» Task directions
Please give back each line of the material unchanged, but without the images.

» Data for review
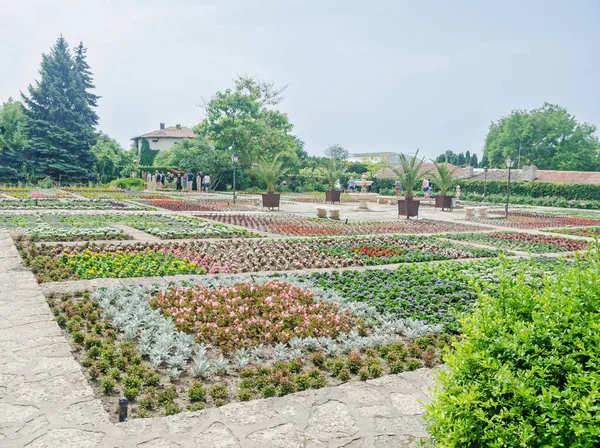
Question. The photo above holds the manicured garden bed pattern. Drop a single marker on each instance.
(524, 242)
(295, 226)
(69, 204)
(175, 359)
(523, 220)
(178, 205)
(590, 232)
(52, 263)
(79, 227)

» Response below
Question. The photo above holds the manicured garden bed pattern. Drop a single marker on each instance.
(524, 242)
(295, 226)
(69, 204)
(175, 359)
(523, 220)
(178, 205)
(590, 232)
(52, 263)
(79, 227)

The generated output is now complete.